• Selected passage

—————

A few good folks promised to write book reports for me, but they are taking their sweet time. Meanwhile, here is a small list of thought-provoking books and some quotes for your pleasure. More will come . . . Helen
The best thing for being sad is to learn something. That is the only thing that never fails. You may grow old and trembling in your anatomies. You may lie awake at night listening to the disorder in your veins. You may miss your only love. You may see the world around you devastated by evil lunatics or know your honour trampled in the sewers of baser minds. There is only one thing which the mind can never exhaust, never alienate, never be tortured by, never fear or distrust, and never dream of regretting. Learning is the thing for you. --Merlin the Magician.
The Once and Future King. T.H. White
Exploding the Gene Myth: How Genetic Information Is Produced and Manipulated by Scientists, Physicians, Employers, Insurance Companies, Educators, and Law Enforcers. Ruth Hubbard and Elijah Wald. (The author is a distinguished Harvard biologist and her book is a must read).
Grand Central Winter: Stories from the Street. Lee Stringer
The Unconscious Civilization. John Ralston Saul (A Canadian! and a great book too)

—————

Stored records
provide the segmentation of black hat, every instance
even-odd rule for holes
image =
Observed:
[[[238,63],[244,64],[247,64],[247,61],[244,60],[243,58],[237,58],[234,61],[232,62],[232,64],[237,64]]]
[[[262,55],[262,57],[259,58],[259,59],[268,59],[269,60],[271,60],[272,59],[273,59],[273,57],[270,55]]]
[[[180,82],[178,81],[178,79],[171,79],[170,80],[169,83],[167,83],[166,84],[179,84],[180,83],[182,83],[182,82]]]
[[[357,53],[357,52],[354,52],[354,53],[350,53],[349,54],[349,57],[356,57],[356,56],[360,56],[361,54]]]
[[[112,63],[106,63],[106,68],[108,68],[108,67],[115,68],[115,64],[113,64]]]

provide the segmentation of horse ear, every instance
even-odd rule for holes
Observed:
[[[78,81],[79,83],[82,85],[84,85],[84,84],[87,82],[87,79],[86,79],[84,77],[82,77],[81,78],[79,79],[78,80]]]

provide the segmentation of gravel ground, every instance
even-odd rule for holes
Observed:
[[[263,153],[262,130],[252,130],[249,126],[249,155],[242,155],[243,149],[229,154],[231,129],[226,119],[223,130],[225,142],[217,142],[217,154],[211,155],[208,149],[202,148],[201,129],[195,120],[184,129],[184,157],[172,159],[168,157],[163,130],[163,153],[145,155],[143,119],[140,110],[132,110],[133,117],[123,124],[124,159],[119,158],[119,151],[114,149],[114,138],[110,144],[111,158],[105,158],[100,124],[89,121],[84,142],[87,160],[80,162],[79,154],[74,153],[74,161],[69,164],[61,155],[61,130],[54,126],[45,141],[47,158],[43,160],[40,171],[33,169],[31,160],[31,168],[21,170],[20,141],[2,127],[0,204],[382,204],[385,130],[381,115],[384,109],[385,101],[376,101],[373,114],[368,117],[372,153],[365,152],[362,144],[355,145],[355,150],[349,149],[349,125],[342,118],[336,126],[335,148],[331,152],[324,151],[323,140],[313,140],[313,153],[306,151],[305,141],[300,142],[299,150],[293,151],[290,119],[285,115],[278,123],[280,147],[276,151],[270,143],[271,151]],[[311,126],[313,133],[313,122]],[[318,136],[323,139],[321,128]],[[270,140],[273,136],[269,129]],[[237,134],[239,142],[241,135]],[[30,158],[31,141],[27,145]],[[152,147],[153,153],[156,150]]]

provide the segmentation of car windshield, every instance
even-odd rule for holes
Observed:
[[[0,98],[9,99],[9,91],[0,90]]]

—————

• Study questions
#1 Answer these questions about the reading list:
(a) To whom is the quote about learning attributed?
(b) Which listed book is recommended as "a must read"?
(c) Who wrote The Unconscious Civilization?
#2 In one to three sentences, explain why the quote in the reading list calls learning the best thing for being sad.
#3 Resume the reading list of thought-provoking books after its last entry.

• Replies
#1
(a) Merlin the Magician
(b) Exploding the Gene Myth: How Genetic Information Is Produced and Manipulated by Scientists, Physicians, Employers, Insurance Companies, Educators, and Law Enforcers
(c) John Ralston Saul

#2 The quote calls learning the only thing that never fails. It is also the one thing the mind can never exhaust, alienate, be tortured by, fear, distrust or regret.

#3
Profit Over People: Neoliberalism and Global Order. Noam Chomsky
Trips: How Hallucinogens Work in Your Brain. Cheryl Pellerin
Raising Baby by the Book: The Education of Americal Mothers. Julia Grant
Our Babies, Ourselves: How Biology and Culture Shape the Way We Parent. Meredith F. Small
The War Against Parents: What We Can Do for Our Beleaguered Mom's and Dad's. Sylvia Ann Hewlett and Cornel West
Family Man. Calvin Trillin (Fun)
QUOTES
Exploding the Gene Myth. "In 1991, the American Cancer Society publicized the statistics that, in the United States, a woman’s chance of getting brest cancer is one in nine. . . . Popular articles on breast cancer tend to emphasize the need for women to start watching for the signs of the disease in their thirties, so many young women think of the 1 in 9 figure as having an immediate relationship to their lives. However, breast cancer is by and large a disease of older women. The New York Times reports that “1 in 9 is the cumulative probability that any woman will develop breast cancer sometime between birth and age 110”.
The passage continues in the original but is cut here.